Return the entries below in their exact form, leaving the pictures out.

▶ [Data excerpts]
------------------------------
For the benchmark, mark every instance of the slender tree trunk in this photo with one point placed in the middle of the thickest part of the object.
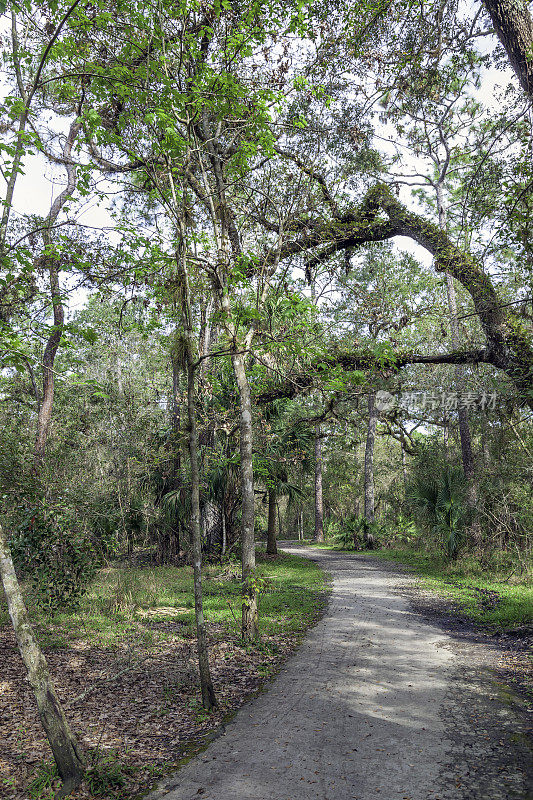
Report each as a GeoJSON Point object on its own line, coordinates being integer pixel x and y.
{"type": "Point", "coordinates": [514, 27]}
{"type": "Point", "coordinates": [272, 548]}
{"type": "Point", "coordinates": [250, 619]}
{"type": "Point", "coordinates": [62, 741]}
{"type": "Point", "coordinates": [404, 467]}
{"type": "Point", "coordinates": [462, 414]}
{"type": "Point", "coordinates": [319, 501]}
{"type": "Point", "coordinates": [44, 418]}
{"type": "Point", "coordinates": [208, 693]}
{"type": "Point", "coordinates": [176, 428]}
{"type": "Point", "coordinates": [368, 539]}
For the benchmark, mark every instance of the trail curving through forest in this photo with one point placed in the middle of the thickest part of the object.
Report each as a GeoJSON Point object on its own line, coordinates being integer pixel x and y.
{"type": "Point", "coordinates": [377, 703]}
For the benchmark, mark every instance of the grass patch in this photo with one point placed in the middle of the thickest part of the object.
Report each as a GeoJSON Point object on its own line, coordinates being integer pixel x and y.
{"type": "Point", "coordinates": [124, 602]}
{"type": "Point", "coordinates": [485, 595]}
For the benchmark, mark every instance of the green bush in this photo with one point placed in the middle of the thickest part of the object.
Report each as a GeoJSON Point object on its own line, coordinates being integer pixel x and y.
{"type": "Point", "coordinates": [49, 547]}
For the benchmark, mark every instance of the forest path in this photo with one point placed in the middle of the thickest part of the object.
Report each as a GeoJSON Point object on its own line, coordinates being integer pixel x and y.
{"type": "Point", "coordinates": [376, 703]}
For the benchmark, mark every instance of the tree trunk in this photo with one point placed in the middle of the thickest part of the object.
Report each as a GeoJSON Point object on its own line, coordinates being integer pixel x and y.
{"type": "Point", "coordinates": [176, 462]}
{"type": "Point", "coordinates": [514, 27]}
{"type": "Point", "coordinates": [44, 418]}
{"type": "Point", "coordinates": [272, 548]}
{"type": "Point", "coordinates": [368, 538]}
{"type": "Point", "coordinates": [208, 693]}
{"type": "Point", "coordinates": [404, 467]}
{"type": "Point", "coordinates": [319, 503]}
{"type": "Point", "coordinates": [62, 741]}
{"type": "Point", "coordinates": [464, 428]}
{"type": "Point", "coordinates": [250, 621]}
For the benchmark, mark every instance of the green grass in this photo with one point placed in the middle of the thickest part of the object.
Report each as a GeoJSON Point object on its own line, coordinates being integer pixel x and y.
{"type": "Point", "coordinates": [488, 596]}
{"type": "Point", "coordinates": [123, 603]}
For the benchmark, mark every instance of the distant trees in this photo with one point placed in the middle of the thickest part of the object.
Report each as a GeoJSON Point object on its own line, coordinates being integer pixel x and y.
{"type": "Point", "coordinates": [250, 297]}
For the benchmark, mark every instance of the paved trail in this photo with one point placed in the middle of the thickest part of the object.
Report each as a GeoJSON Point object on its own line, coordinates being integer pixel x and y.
{"type": "Point", "coordinates": [377, 703]}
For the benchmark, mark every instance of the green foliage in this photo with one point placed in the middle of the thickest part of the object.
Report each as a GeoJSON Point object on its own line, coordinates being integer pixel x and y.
{"type": "Point", "coordinates": [44, 781]}
{"type": "Point", "coordinates": [107, 776]}
{"type": "Point", "coordinates": [60, 561]}
{"type": "Point", "coordinates": [440, 500]}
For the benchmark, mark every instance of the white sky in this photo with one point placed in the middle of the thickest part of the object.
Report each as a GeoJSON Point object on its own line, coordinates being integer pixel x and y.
{"type": "Point", "coordinates": [42, 181]}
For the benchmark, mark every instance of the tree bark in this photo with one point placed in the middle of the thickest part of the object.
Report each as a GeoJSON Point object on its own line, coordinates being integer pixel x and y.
{"type": "Point", "coordinates": [176, 429]}
{"type": "Point", "coordinates": [319, 503]}
{"type": "Point", "coordinates": [514, 27]}
{"type": "Point", "coordinates": [404, 467]}
{"type": "Point", "coordinates": [208, 693]}
{"type": "Point", "coordinates": [272, 548]}
{"type": "Point", "coordinates": [44, 418]}
{"type": "Point", "coordinates": [462, 414]}
{"type": "Point", "coordinates": [62, 741]}
{"type": "Point", "coordinates": [368, 539]}
{"type": "Point", "coordinates": [250, 620]}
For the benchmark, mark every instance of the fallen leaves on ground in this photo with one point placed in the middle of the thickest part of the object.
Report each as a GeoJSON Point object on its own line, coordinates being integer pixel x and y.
{"type": "Point", "coordinates": [132, 706]}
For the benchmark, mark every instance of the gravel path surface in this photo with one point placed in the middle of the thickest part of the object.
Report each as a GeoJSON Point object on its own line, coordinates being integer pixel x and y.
{"type": "Point", "coordinates": [377, 703]}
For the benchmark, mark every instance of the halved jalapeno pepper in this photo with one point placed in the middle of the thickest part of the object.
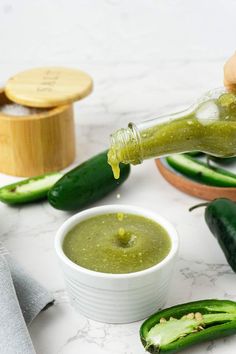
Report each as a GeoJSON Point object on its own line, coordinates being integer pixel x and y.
{"type": "Point", "coordinates": [178, 327]}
------------------------------
▶ [Written solution]
For the benchmark, mark every instance of the slender tree trunk in this photo with one point placed in the middle of the thickest part of the object.
Report each as a GeoJSON Point object on its own line, coordinates being integer pixel x and y.
{"type": "Point", "coordinates": [514, 27]}
{"type": "Point", "coordinates": [272, 548]}
{"type": "Point", "coordinates": [250, 619]}
{"type": "Point", "coordinates": [62, 741]}
{"type": "Point", "coordinates": [404, 467]}
{"type": "Point", "coordinates": [462, 414]}
{"type": "Point", "coordinates": [319, 501]}
{"type": "Point", "coordinates": [44, 418]}
{"type": "Point", "coordinates": [208, 693]}
{"type": "Point", "coordinates": [176, 428]}
{"type": "Point", "coordinates": [368, 539]}
For the benchmark, mark every instance of the trail curving through forest in this photo with one point placed in the middle of the thickest part of the object.
Report each as a GeoJSON Point object on its own line, coordinates being integer pixel x and y.
{"type": "Point", "coordinates": [377, 703]}
For the benchmark, mark every instance of the grass patch in this photo with one point placed in the middle of the thickest part of the object.
Report each as a GeoJSON Point object on its own line, coordinates being integer pixel x and y.
{"type": "Point", "coordinates": [124, 602]}
{"type": "Point", "coordinates": [485, 595]}
For the benchmark, mark every instance of the green bush in this photo with one point placed in the middle of the thickest part of the object.
Report each as a GeoJSON Point object on its own line, coordinates being integer pixel x and y.
{"type": "Point", "coordinates": [49, 547]}
For the benchmark, mark every instance of the forest path in this photo with one point placed in the middle of the thickest part of the object.
Report each as a GeoJSON Point object on its own line, coordinates being integer pixel x and y.
{"type": "Point", "coordinates": [376, 703]}
For the benchmark, mark every instance of the tree trunk in this photo with one point placed in the middle of the thickest part of the object.
Report each as a GeoJSON Point object on its own line, coordinates being integer pixel x and y.
{"type": "Point", "coordinates": [176, 462]}
{"type": "Point", "coordinates": [514, 27]}
{"type": "Point", "coordinates": [44, 418]}
{"type": "Point", "coordinates": [272, 548]}
{"type": "Point", "coordinates": [368, 538]}
{"type": "Point", "coordinates": [208, 693]}
{"type": "Point", "coordinates": [404, 467]}
{"type": "Point", "coordinates": [319, 503]}
{"type": "Point", "coordinates": [62, 741]}
{"type": "Point", "coordinates": [464, 428]}
{"type": "Point", "coordinates": [250, 621]}
For the benchmark, mark every instance of the green grass in this photo with one point placed in the middle of the thickest part of the object.
Report each as a GeoJSON Point object on its own line, coordinates being integer pixel x and y.
{"type": "Point", "coordinates": [488, 596]}
{"type": "Point", "coordinates": [123, 603]}
For the benchmark, mark every instance of the distant trees in this photo with one point placed in the middle of the thickest part of the object.
Report each as a GeoJSON Point object on its own line, coordinates being integer pixel x and y.
{"type": "Point", "coordinates": [250, 297]}
For the benchmark, mark every instance of the paved trail in this photo with one point placed in the middle of the thickest part of the object.
Report each as a GeoJSON Point object on its own line, coordinates being integer pixel x and y.
{"type": "Point", "coordinates": [377, 703]}
For the benchmark, mark every instance of the green foliage in this photo with one point placed in the middle of the thickest part of the object.
Report each as a GeoJSON Point object on its own line, coordinates being integer pixel x and y.
{"type": "Point", "coordinates": [44, 781]}
{"type": "Point", "coordinates": [107, 776]}
{"type": "Point", "coordinates": [60, 561]}
{"type": "Point", "coordinates": [440, 500]}
For the benchmark, mark every instance of the white sky in this photo with one point placed in the middle of the thickest part of the object.
Report each as a GeoJSON Point object on its own line, coordinates being integer pixel x and y.
{"type": "Point", "coordinates": [42, 181]}
For the benchmark, mark every instance of the tree bark in this photo with one point placed in the middle of the thickest part of the object.
Report each as a GeoJSON Point object on its own line, coordinates being integer pixel x and y.
{"type": "Point", "coordinates": [176, 429]}
{"type": "Point", "coordinates": [319, 503]}
{"type": "Point", "coordinates": [514, 27]}
{"type": "Point", "coordinates": [404, 467]}
{"type": "Point", "coordinates": [208, 693]}
{"type": "Point", "coordinates": [272, 548]}
{"type": "Point", "coordinates": [44, 418]}
{"type": "Point", "coordinates": [462, 414]}
{"type": "Point", "coordinates": [62, 741]}
{"type": "Point", "coordinates": [368, 539]}
{"type": "Point", "coordinates": [250, 620]}
For the benchmark, mark every instance of the fallen leaves on ground in this photo with one point placed in the middle of the thickest part of the object.
Report each as a GeoJSON Point object on its own line, coordinates being integer pixel x and y.
{"type": "Point", "coordinates": [132, 706]}
For the benchmark, mark every instance of the gravel path surface in this photo with one point placed in the middle of the thickest part of the object.
Report each as a GeoJSON Point object on its own line, coordinates being integer pixel x and y.
{"type": "Point", "coordinates": [377, 703]}
For the benchmark, mark every instance of the halved jalapeno pepper in this photo with one point placed in the middle of the thickest part of the object.
Report each as a GeoJSON Point object on its own line, coordinates being integer pixel x and y.
{"type": "Point", "coordinates": [178, 327]}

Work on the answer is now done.